» **DIRECTIONS FOR THIS TASK**:
Please retype all of the records below word for word, leaving out any pictures.

══════

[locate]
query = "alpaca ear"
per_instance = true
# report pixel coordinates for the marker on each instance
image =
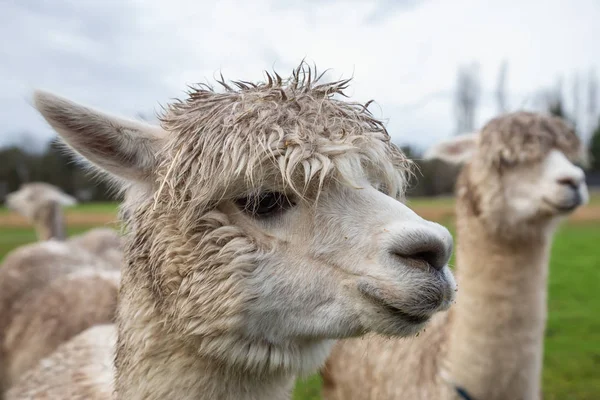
(457, 150)
(124, 148)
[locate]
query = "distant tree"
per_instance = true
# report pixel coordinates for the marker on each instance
(466, 98)
(594, 149)
(501, 88)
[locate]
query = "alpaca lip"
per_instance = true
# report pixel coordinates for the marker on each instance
(564, 209)
(395, 311)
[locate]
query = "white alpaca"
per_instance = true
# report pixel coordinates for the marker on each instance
(263, 225)
(62, 309)
(519, 181)
(42, 204)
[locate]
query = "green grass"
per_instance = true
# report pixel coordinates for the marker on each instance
(572, 353)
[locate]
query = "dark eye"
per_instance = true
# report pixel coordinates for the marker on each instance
(264, 204)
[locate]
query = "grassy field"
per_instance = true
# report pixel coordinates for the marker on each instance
(572, 354)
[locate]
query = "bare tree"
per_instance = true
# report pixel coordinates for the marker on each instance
(466, 99)
(501, 87)
(592, 102)
(576, 114)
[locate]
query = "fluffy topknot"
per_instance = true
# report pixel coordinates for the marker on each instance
(526, 137)
(295, 132)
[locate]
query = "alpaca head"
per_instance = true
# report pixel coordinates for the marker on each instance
(520, 171)
(33, 197)
(265, 220)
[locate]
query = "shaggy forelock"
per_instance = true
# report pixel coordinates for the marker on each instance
(526, 137)
(295, 132)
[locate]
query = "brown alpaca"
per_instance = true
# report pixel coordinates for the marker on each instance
(53, 315)
(263, 223)
(517, 185)
(42, 204)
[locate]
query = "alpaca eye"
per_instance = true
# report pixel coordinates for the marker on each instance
(264, 204)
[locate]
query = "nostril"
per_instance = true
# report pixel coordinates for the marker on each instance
(569, 181)
(429, 254)
(429, 257)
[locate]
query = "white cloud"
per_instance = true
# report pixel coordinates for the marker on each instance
(127, 56)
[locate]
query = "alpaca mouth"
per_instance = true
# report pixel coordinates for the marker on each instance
(562, 208)
(397, 313)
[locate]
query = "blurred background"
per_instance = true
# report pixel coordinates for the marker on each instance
(435, 69)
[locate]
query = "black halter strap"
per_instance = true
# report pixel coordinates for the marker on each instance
(462, 393)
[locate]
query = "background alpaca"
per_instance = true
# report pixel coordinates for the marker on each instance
(42, 203)
(81, 368)
(31, 267)
(51, 316)
(237, 279)
(518, 182)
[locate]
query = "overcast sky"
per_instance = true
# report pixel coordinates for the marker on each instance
(130, 56)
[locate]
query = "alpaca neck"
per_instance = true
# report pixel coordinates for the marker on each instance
(154, 364)
(495, 345)
(49, 222)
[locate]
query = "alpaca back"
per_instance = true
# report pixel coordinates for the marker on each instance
(32, 267)
(79, 369)
(63, 309)
(105, 243)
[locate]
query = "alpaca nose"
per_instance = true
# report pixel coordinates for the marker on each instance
(426, 245)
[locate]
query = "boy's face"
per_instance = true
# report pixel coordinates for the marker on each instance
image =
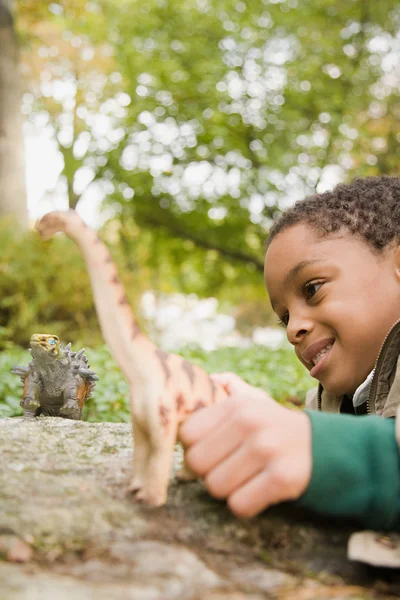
(337, 299)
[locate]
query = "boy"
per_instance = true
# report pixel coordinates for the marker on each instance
(332, 272)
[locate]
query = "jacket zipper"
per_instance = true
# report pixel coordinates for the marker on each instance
(378, 362)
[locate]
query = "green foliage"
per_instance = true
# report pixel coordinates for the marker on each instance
(43, 288)
(278, 372)
(10, 385)
(264, 96)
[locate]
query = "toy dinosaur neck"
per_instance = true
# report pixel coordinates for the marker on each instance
(121, 332)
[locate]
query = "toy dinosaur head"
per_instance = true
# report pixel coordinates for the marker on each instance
(44, 343)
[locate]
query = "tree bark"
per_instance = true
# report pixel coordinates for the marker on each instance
(12, 175)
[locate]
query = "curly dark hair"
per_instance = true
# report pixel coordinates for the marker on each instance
(368, 208)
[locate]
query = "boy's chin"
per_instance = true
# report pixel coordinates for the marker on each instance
(338, 389)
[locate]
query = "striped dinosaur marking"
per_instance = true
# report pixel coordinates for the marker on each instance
(163, 387)
(163, 358)
(189, 370)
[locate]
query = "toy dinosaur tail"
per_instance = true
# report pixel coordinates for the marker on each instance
(129, 346)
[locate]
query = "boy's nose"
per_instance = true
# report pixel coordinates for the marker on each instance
(297, 328)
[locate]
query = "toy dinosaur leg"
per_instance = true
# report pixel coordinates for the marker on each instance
(140, 458)
(30, 402)
(185, 473)
(155, 485)
(71, 409)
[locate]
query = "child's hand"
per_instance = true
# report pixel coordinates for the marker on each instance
(249, 449)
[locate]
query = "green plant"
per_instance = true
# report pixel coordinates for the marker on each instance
(276, 371)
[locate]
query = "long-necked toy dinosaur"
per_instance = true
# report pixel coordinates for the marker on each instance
(164, 388)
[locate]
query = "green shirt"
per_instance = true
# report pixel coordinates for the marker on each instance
(356, 469)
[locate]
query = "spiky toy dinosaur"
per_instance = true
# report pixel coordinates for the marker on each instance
(57, 381)
(164, 388)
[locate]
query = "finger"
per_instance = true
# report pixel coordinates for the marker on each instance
(242, 464)
(219, 443)
(203, 421)
(268, 487)
(230, 381)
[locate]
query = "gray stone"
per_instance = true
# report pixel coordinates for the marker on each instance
(66, 515)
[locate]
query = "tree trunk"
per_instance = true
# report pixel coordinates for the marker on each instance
(12, 175)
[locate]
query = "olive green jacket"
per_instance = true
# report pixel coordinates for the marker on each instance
(381, 549)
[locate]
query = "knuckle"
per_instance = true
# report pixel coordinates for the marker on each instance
(280, 479)
(244, 418)
(215, 486)
(261, 446)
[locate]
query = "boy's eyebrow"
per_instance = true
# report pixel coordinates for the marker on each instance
(294, 271)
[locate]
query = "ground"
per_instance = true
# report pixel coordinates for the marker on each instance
(68, 529)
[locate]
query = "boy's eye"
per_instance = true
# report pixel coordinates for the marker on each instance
(283, 321)
(311, 288)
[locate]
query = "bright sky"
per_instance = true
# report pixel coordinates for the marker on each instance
(42, 168)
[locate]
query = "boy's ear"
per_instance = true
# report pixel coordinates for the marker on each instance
(397, 262)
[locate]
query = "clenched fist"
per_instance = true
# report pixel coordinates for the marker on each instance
(249, 449)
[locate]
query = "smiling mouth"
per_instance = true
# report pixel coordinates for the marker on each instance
(321, 354)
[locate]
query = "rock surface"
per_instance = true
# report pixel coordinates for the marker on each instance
(69, 530)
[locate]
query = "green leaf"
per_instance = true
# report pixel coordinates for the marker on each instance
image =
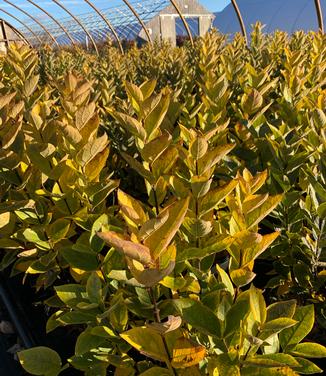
(155, 148)
(130, 124)
(193, 313)
(137, 166)
(241, 277)
(80, 257)
(198, 148)
(94, 288)
(92, 149)
(159, 239)
(58, 230)
(30, 85)
(135, 95)
(252, 102)
(306, 318)
(309, 350)
(225, 279)
(281, 309)
(211, 158)
(306, 367)
(279, 324)
(71, 294)
(198, 228)
(135, 251)
(256, 216)
(322, 210)
(214, 197)
(87, 342)
(257, 249)
(163, 164)
(156, 371)
(272, 360)
(4, 219)
(235, 315)
(147, 88)
(84, 115)
(156, 116)
(40, 361)
(147, 341)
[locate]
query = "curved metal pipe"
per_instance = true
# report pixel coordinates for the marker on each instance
(104, 18)
(35, 20)
(25, 26)
(79, 23)
(134, 12)
(17, 32)
(185, 23)
(319, 16)
(240, 19)
(55, 20)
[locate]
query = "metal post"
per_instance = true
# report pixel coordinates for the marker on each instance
(139, 20)
(53, 19)
(319, 16)
(104, 18)
(185, 23)
(79, 23)
(5, 38)
(22, 23)
(242, 25)
(34, 19)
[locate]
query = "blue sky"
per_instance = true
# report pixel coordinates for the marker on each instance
(77, 7)
(215, 5)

══════

» **EXERCISE RESULT**:
[locate]
query = "alpaca ear"
per_instance = true
# report pixel coordinates for the marker on each instance
image =
(457, 150)
(124, 148)
[locate]
query = "distant tree"
per_instance = true
# report pixel coordinates for the marker on each instance
(466, 98)
(594, 149)
(501, 88)
[locate]
query = "alpaca lip"
per_instance = true
# report pixel coordinates for the marker on each instance
(564, 209)
(395, 311)
[locate]
query = "white alpaca"
per_instance = true
# report pixel coordinates for the marker on each instance
(263, 225)
(62, 309)
(519, 181)
(42, 204)
[locate]
query = "green grass"
per_instance = true
# report pixel coordinates for the marker on each instance
(572, 353)
[locate]
query = "dark eye"
per_instance = true
# report pixel coordinates for the marker on each instance
(264, 204)
[locate]
query = "grassy field"
per_instance = true
# report pixel coordinates for the marker on each instance
(572, 354)
[locate]
query = "bare tree"
per_instance = true
# report pixel coordinates for the marker on each instance
(466, 99)
(501, 87)
(592, 102)
(576, 114)
[locate]
query = "fluffy topknot"
per_instance = true
# report pixel coordinates for the marker on each instance
(526, 137)
(295, 132)
[locate]
query = "alpaca head"
per_instance = true
# report pixel coordinates for the marker on each instance
(520, 171)
(33, 197)
(265, 220)
[locate]
query = "shaggy forelock"
per_instance = true
# report pixel coordinates for the marker on each instance
(526, 137)
(295, 132)
[locate]
query = "brown alpaca"
per_instance = true
# report pixel coordinates for the marker on each instance
(53, 315)
(263, 223)
(517, 185)
(42, 204)
[locate]
query = "alpaca eye"
per_instance = true
# report pixel coordinates for the marker on each instance
(264, 204)
[locate]
query = "nostril"
per_instance = true
# report pixel coordinates for the marker on each instance
(569, 181)
(429, 254)
(429, 257)
[locate]
query = "white cloud"
per_instance = true
# report pixel coordinates for the marker on each instance
(127, 56)
[locate]
query = "alpaca mouth"
per_instance = true
# report pixel coordinates for the marker on each instance
(562, 208)
(397, 313)
[locate]
query = "blurred background"
per_instance = true
# report pixel coordinates for the marker on each instance
(435, 69)
[locate]
query = "black halter strap"
per_instance = true
# report pixel coordinates for the marker on each instance
(462, 393)
[locate]
query = "background alpaca"
per_instance = true
# report pixel coordinates for the marker on each instance
(42, 203)
(81, 368)
(31, 267)
(51, 316)
(237, 279)
(518, 182)
[locate]
query = "overcast sky"
per_instance = true
# report pixel coordinates for the marker on each instance
(130, 56)
[locate]
query = "alpaca neck"
per_instance = true
# report pixel coordinates for the marker on each instance
(154, 364)
(495, 345)
(49, 222)
[locate]
query = "alpaca back"
per_instance = true
# report pixel coordinates for the marker on each instance
(32, 267)
(79, 369)
(63, 309)
(105, 243)
[locate]
query = "alpaca nose"
per_instance = true
# report pixel coordinates for the marker on each instance
(426, 245)
[locate]
query = "boy's face"
per_instance = true
# report pixel coordinates for the marker on each instance
image =
(337, 299)
[locate]
query = "boy"
per_instance = true
# report pixel coordinates for the marker on each instance
(332, 272)
[locate]
query = "jacket zipper"
per_instance = true
# report pixel coordinates for the marker on each instance
(378, 362)
[locate]
query = "green foliage"
per_instance = true
# report pixel coordinates for the marker on each instance
(43, 288)
(278, 372)
(10, 385)
(264, 96)
[locate]
query = "toy dinosaur neck"
per_instance = true
# report pixel coordinates for the marker on each instance
(121, 332)
[locate]
query = "toy dinosaur head"
per_instance = true
# report pixel coordinates for the marker on each instance
(44, 343)
[locate]
query = "tree bark"
per_instance = true
# report pixel coordinates for the marker on each instance
(12, 175)
[locate]
query = "curly dark hair"
per_instance = true
# report pixel coordinates for the marker on each instance
(368, 208)
[locate]
query = "boy's chin"
per_instance = true
# report pixel coordinates for the marker on each instance
(338, 389)
[locate]
query = "striped dinosaur marking"
per_instance = true
# report pixel coordinates for the marker on each instance
(163, 387)
(163, 358)
(189, 370)
[locate]
query = "toy dinosaur tail"
per_instance = true
# report pixel coordinates for the marker on each instance
(129, 346)
[locate]
query = "boy's nose"
per_instance = true
# report pixel coordinates for the marker on each instance
(297, 328)
[locate]
query = "toy dinosaur leg"
per_instance = true
# report pixel coordinates for the marker on each instance
(140, 458)
(30, 402)
(185, 473)
(155, 485)
(71, 409)
[locate]
query = "child's hand"
per_instance = true
# report pixel coordinates for the marker on each instance
(249, 449)
[locate]
query = "green plant"
per_instance = true
# report pixel coordinates for the marker on each instance
(276, 371)
[locate]
query = "long-necked toy dinosaur"
per_instance = true
# report pixel coordinates for the marker on each instance
(164, 388)
[locate]
query = "green shirt"
per_instance = true
# report pixel coordinates for the marker on each instance
(356, 469)
[locate]
query = "spiky toy dinosaur"
per_instance = true
# report pixel coordinates for the marker on each instance
(57, 381)
(164, 388)
[locate]
query = "finger"
per_instance = true
# report pixel coordinates for the marker on each instance
(242, 464)
(219, 443)
(203, 421)
(268, 487)
(230, 381)
[locate]
query = "gray stone"
per_instance = true
# report pixel coordinates for the marker on each instance
(66, 515)
[locate]
query = "tree trunk"
per_instance = true
# report pixel coordinates for the marker on each instance
(12, 175)
[locate]
query = "olive green jacket"
per_instance = true
# report pixel coordinates for the marker on each instance
(381, 549)
[locate]
query = "knuckle"
per_instance = true
# report pixel coordinates for the marker on each instance
(280, 479)
(244, 418)
(215, 486)
(261, 446)
[locate]
query = "boy's eyebrow"
per_instance = true
# report pixel coordinates for the marker on each instance
(294, 271)
[locate]
query = "ground"
per_instance = true
# report pixel coordinates for the marker on each instance
(68, 529)
[locate]
query = "boy's eye"
per_instance = true
# report pixel coordinates for the marker on each instance
(283, 321)
(311, 288)
[locate]
query = "bright sky"
per_instance = true
# report pixel coordinates for the marker on each instance
(42, 168)
[locate]
query = "boy's ear"
per_instance = true
# report pixel coordinates for the marker on each instance
(397, 262)
[locate]
query = "clenched fist"
per_instance = true
# report pixel coordinates for the marker on each instance
(249, 449)
[locate]
query = "smiling mouth"
per_instance = true
# report pixel coordinates for the marker on each instance
(321, 354)
[locate]
query = "rock surface"
per_instance = true
# report pixel coordinates for the marker on each instance
(69, 530)
[locate]
query = "green leaf"
per_instance = true
# report pixel coordinates for the marker on each instance
image =
(155, 148)
(130, 124)
(193, 313)
(137, 166)
(241, 277)
(80, 257)
(198, 148)
(94, 288)
(92, 149)
(159, 239)
(58, 230)
(30, 85)
(135, 95)
(252, 102)
(306, 318)
(309, 350)
(225, 279)
(281, 309)
(211, 158)
(306, 367)
(279, 324)
(71, 294)
(198, 228)
(135, 251)
(256, 216)
(322, 210)
(214, 197)
(87, 342)
(257, 249)
(163, 164)
(156, 371)
(272, 360)
(4, 219)
(235, 315)
(147, 88)
(84, 115)
(156, 116)
(40, 361)
(147, 341)
[locate]
query = "curved metal pipe"
per_instance = true
# report pixel coordinates for the marker on each instance
(104, 18)
(35, 20)
(25, 26)
(79, 23)
(134, 12)
(17, 32)
(185, 23)
(319, 16)
(240, 19)
(55, 20)
[locate]
query = "metal post"
per_instance = true
# report pixel coordinates for the marker on each instance
(139, 20)
(53, 19)
(319, 16)
(104, 18)
(185, 23)
(79, 23)
(5, 38)
(22, 23)
(242, 25)
(34, 19)
[locate]
query = "blue sky"
per_instance = true
# report pixel coordinates for the marker on each instance
(77, 7)
(215, 5)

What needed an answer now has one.